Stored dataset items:

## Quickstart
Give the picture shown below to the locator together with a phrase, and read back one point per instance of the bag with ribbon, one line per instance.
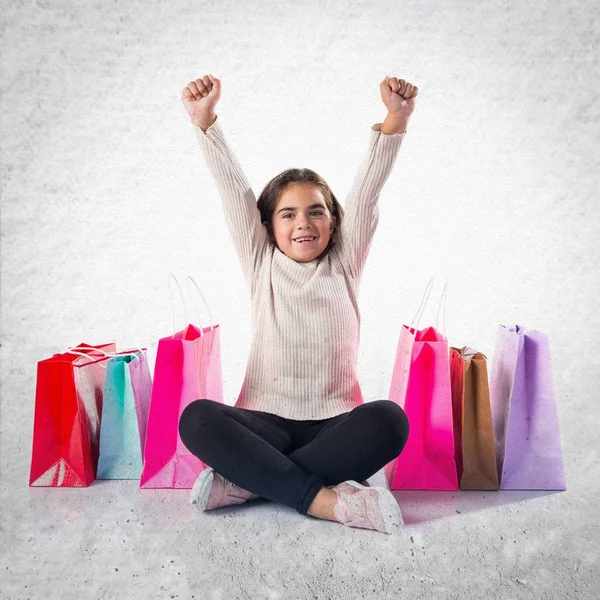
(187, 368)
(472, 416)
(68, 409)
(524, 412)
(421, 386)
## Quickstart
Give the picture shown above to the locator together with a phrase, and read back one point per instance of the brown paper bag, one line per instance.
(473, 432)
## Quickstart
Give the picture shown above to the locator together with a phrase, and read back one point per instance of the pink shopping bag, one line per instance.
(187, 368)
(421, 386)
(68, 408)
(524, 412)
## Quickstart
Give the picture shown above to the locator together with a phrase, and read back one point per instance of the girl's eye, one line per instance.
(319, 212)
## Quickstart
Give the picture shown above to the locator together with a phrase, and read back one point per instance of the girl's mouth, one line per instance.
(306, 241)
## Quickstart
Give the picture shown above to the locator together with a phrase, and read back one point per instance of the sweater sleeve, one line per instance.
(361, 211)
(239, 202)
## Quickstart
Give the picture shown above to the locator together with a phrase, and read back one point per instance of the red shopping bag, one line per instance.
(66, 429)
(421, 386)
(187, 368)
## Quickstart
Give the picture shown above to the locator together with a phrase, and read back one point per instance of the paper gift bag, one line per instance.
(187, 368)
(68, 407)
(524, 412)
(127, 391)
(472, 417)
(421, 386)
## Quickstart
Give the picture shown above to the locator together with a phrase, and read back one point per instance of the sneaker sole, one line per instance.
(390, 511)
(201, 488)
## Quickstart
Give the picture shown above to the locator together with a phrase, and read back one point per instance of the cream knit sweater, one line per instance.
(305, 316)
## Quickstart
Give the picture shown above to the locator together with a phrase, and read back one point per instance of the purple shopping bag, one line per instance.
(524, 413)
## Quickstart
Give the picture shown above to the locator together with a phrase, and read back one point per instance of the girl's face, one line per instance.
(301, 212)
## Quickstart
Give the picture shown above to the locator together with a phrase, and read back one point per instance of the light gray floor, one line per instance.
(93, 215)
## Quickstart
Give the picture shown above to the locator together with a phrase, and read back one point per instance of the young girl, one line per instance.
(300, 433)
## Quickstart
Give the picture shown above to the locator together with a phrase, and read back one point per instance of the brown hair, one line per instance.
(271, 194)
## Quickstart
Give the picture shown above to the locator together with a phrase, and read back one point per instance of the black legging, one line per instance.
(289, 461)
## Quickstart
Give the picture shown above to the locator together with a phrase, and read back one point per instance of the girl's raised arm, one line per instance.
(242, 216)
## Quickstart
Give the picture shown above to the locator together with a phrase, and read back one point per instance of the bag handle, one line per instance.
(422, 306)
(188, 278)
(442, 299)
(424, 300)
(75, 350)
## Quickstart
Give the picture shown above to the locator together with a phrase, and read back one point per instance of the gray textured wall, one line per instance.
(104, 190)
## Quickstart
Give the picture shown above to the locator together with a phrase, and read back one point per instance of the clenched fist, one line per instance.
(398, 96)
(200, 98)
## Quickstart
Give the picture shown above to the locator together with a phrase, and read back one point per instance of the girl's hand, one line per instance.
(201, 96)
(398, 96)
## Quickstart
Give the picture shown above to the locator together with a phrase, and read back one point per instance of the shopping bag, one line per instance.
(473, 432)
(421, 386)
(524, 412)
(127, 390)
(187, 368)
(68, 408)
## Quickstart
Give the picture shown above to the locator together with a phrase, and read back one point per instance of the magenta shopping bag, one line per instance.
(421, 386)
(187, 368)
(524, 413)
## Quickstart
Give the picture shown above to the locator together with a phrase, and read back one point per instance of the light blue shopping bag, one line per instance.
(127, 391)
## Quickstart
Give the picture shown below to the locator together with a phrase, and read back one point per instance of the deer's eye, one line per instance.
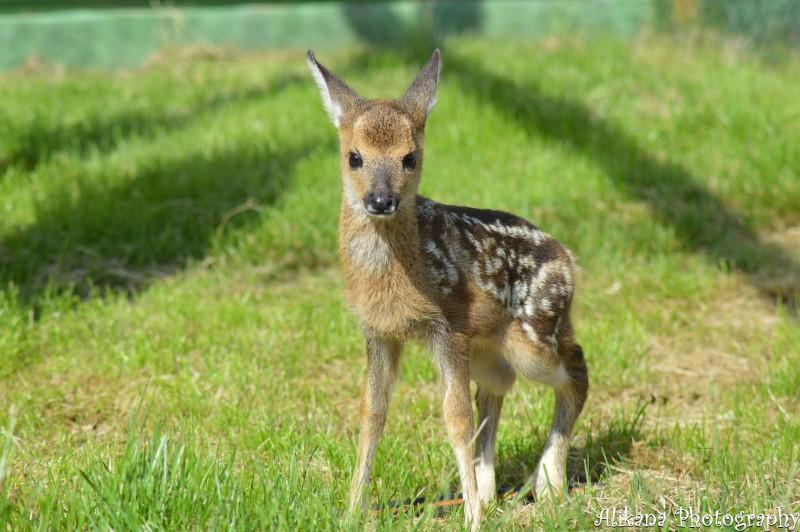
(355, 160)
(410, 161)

---

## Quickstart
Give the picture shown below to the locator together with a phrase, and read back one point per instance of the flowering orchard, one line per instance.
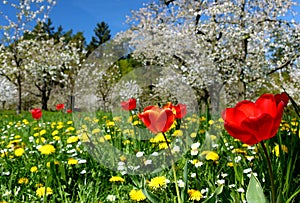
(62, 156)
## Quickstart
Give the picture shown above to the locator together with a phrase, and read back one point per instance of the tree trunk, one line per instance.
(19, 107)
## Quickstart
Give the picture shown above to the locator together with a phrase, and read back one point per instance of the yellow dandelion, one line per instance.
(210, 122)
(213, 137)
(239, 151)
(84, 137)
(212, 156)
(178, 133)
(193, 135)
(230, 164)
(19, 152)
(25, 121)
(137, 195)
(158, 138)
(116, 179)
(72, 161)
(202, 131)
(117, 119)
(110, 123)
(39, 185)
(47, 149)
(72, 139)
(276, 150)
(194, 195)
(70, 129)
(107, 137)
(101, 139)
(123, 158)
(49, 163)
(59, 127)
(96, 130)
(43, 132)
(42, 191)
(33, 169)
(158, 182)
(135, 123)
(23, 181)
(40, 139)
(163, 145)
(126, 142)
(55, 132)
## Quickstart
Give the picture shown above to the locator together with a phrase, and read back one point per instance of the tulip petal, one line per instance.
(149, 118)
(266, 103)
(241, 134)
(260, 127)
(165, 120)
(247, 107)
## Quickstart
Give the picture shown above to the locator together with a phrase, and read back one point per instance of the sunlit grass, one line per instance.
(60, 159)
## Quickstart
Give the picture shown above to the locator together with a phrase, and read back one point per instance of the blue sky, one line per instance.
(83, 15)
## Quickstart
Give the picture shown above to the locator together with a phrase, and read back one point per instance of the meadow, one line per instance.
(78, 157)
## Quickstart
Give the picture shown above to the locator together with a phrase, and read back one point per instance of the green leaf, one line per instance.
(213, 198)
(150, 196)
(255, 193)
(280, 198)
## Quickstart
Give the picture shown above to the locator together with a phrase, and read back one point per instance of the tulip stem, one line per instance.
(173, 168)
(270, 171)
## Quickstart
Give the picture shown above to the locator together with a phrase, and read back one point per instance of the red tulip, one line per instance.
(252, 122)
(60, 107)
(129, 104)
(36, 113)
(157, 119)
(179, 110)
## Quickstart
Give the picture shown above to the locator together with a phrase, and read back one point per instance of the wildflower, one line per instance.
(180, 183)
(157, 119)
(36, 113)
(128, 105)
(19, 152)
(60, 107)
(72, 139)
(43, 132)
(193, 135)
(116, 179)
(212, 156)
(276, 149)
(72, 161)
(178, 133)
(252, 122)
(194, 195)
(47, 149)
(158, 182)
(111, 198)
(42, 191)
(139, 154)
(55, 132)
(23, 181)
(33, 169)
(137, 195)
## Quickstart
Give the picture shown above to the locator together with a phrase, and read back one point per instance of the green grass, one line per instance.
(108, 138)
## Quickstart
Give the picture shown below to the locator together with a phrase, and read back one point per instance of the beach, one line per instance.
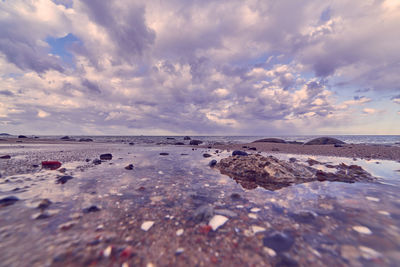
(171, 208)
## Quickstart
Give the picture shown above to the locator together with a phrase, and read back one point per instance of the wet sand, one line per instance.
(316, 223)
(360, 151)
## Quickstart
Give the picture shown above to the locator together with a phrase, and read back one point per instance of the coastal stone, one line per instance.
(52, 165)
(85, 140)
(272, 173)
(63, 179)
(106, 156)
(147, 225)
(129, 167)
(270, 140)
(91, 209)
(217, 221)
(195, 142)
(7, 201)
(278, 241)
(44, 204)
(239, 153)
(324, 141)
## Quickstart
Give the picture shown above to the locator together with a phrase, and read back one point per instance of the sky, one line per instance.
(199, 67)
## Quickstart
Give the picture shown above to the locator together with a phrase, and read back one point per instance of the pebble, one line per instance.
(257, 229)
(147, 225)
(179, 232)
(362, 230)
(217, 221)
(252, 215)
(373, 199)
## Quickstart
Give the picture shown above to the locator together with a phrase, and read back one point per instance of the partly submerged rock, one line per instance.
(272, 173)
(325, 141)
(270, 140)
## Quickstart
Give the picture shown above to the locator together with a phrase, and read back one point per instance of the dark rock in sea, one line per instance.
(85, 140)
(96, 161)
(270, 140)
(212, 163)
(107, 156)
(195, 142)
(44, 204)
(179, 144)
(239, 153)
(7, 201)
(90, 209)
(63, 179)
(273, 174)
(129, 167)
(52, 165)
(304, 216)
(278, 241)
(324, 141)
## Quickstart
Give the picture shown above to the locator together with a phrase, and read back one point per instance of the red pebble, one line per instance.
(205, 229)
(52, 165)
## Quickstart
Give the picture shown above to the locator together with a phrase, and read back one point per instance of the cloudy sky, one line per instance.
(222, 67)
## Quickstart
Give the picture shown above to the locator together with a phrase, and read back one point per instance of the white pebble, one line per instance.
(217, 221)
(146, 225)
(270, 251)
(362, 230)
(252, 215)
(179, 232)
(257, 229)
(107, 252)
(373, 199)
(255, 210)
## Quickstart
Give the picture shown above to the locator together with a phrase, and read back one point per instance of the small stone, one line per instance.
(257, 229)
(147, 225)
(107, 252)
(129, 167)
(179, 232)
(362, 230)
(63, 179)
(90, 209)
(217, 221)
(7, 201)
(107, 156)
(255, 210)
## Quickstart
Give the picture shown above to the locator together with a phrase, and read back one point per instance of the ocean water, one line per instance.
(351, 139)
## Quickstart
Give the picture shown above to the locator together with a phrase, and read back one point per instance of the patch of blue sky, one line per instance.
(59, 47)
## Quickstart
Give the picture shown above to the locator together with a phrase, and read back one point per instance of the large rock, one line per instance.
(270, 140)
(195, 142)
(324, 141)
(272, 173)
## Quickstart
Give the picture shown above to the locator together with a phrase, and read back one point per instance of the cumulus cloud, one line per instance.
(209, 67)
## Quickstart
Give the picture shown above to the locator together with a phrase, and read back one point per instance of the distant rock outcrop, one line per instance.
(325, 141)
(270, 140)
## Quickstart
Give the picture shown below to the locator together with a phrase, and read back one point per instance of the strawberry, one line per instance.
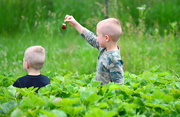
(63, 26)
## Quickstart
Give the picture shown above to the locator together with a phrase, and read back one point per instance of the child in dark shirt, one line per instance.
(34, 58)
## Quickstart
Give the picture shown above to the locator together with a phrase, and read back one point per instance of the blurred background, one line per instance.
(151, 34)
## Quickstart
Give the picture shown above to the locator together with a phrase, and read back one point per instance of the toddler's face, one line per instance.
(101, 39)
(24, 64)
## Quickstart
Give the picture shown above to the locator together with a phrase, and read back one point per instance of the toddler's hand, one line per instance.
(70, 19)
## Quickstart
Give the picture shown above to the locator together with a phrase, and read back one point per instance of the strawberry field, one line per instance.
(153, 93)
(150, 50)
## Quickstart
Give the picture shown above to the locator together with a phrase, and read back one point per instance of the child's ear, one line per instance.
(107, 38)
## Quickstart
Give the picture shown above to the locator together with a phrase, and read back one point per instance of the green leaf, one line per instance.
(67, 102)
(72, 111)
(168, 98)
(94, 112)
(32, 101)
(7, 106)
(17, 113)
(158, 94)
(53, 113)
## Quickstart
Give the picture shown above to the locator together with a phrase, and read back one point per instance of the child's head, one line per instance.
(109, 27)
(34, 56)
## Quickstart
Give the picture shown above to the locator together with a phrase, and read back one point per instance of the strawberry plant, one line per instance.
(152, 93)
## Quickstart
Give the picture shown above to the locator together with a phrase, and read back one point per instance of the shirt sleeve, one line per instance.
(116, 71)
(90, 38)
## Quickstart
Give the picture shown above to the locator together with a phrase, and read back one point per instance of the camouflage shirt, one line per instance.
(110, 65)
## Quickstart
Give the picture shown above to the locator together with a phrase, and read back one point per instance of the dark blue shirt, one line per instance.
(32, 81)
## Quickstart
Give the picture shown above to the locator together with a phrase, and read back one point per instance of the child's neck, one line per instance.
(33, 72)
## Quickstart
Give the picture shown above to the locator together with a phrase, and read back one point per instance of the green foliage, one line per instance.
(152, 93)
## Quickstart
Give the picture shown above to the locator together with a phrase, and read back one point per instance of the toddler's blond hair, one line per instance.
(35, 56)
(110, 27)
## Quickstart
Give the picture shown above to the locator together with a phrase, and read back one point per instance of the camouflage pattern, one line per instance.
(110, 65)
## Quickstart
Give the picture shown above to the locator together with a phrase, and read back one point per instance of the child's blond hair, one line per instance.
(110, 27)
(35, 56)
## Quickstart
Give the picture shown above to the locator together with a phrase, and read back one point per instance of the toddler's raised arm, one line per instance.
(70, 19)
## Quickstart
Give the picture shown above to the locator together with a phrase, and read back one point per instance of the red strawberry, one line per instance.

**Short task:** Show each line of the entries above that contains the word "brown".

**The solution:**
Give the picture shown above to the locator together with a phrase, and read back one point per instance of the brown paper bag, one line per instance.
Give the picture shown above to the locator together with a phrase, and read back one point per instance of the brown hair, one line per instance.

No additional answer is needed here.